— begin —
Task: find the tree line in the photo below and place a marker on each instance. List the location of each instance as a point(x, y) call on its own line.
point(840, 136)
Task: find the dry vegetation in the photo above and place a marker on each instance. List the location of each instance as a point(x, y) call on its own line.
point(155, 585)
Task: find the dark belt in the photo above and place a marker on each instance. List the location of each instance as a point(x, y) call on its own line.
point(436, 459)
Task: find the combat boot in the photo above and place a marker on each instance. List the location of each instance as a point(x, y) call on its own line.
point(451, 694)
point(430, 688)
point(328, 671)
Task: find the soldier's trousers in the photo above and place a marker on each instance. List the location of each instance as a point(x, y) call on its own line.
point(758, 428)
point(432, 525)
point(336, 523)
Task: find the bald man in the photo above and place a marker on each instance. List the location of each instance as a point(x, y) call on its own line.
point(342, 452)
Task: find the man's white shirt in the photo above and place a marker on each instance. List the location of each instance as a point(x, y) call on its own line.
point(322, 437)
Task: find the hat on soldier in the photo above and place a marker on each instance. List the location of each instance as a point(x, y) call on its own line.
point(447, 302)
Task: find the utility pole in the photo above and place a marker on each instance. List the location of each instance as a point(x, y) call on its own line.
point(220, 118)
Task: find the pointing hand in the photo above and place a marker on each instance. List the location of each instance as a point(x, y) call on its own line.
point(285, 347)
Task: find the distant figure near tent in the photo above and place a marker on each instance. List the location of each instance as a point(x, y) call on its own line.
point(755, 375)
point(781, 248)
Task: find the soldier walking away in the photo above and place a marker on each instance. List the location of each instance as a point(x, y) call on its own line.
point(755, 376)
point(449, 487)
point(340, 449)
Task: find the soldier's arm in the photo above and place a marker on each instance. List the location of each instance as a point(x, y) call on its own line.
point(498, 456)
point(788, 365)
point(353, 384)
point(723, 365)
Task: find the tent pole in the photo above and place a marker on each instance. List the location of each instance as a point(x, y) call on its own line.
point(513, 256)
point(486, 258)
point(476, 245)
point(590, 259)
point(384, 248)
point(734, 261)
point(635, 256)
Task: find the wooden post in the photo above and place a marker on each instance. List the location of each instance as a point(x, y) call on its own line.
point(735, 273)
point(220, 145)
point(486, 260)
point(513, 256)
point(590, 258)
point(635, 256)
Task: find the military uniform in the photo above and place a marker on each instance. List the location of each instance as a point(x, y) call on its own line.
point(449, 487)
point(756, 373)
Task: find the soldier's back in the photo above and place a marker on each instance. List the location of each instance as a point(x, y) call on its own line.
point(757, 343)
— end —
Format the listing above as a two-column Markdown table headed Row and Line. Put each non-blank line in order under Line, numbered from 1 under Row.

| Row | Line |
|---|---|
| 1 | Task: find the tree line in the photo below and place a marker on each instance. List the location of each instance as a point(x, y) call on its own line. |
| 2 | point(840, 136) |
| 3 | Task: find the dry vegetation in the photo above and place a marker on each instance. List the location of each instance as a point(x, y) call on its own line. |
| 4 | point(155, 585) |
| 5 | Task: find the dark belt in the photo above and place a marker on each instance. List the location of each instance as a point(x, y) call on its own line. |
| 6 | point(436, 459) |
| 7 | Task: find the combat boot in the photo above and place a marker on each instance. List the location of each instance as a point(x, y) call on its own line. |
| 8 | point(451, 694) |
| 9 | point(430, 688) |
| 10 | point(328, 671) |
| 11 | Task: find the soldier's trousers in the photo above and place a marker on each instance. List the location of each instance as a point(x, y) call on its own line. |
| 12 | point(758, 428) |
| 13 | point(432, 525) |
| 14 | point(336, 523) |
| 15 | Task: find the bald man in the photo above and place a marker on each instance. List the location of each instance as a point(x, y) call on its own line. |
| 16 | point(342, 452) |
| 17 | Task: find the man's white shirt in the photo above and place a marker on each instance. List the location of each instance as a point(x, y) call on its own line. |
| 18 | point(322, 437) |
| 19 | Task: find the hat on soldier in the photo above and place a marker on each instance. List the location of each instance as a point(x, y) call on its own line. |
| 20 | point(447, 302) |
| 21 | Task: find the utility pole in the photo above and place a marker on each instance. List the location of each instance as a point(x, y) call on its own line. |
| 22 | point(220, 118) |
| 23 | Task: find the pointing hand in the photo above and place a marker on each instance. List the location of each instance as a point(x, y) call on its own line. |
| 24 | point(285, 347) |
| 25 | Task: find the distant figure near tent in the photo above and place a marker on each instance. List the location of each instance as a point(x, y) call on its own line. |
| 26 | point(755, 375) |
| 27 | point(781, 248) |
| 28 | Task: find the soldier walking away in the photo above and place a marker on each instance. List the location of each instance as a point(x, y) call on its own line. |
| 29 | point(755, 376) |
| 30 | point(449, 487) |
| 31 | point(340, 449) |
| 32 | Task: find the soldier's arm in the photo above and place a marker on each instance. List the location of each instance as a point(x, y) call on its own line. |
| 33 | point(498, 456) |
| 34 | point(788, 365) |
| 35 | point(353, 384) |
| 36 | point(723, 365) |
| 37 | Task: find the tent pole in the photo above and place a marker on each instance. List the location of each instance as a point(x, y) call on its own line. |
| 38 | point(513, 256) |
| 39 | point(486, 258) |
| 40 | point(476, 245) |
| 41 | point(590, 259) |
| 42 | point(384, 248) |
| 43 | point(734, 261) |
| 44 | point(635, 256) |
| 45 | Task: find the wooden post in the photo above and place a marker on each instance. List the location of each instance as a point(x, y) call on its own line. |
| 46 | point(735, 273) |
| 47 | point(220, 145) |
| 48 | point(486, 260) |
| 49 | point(513, 256) |
| 50 | point(590, 258) |
| 51 | point(635, 256) |
| 52 | Task: find the military uniform in the photo above and place a marker on each instance. List the location of each instance as a point(x, y) call on its own line. |
| 53 | point(449, 487) |
| 54 | point(756, 373) |
| 55 | Task: find the soldier's back in the photo above and place a marker on each instance. List the location of each instance as a point(x, y) call on its own line. |
| 56 | point(757, 343) |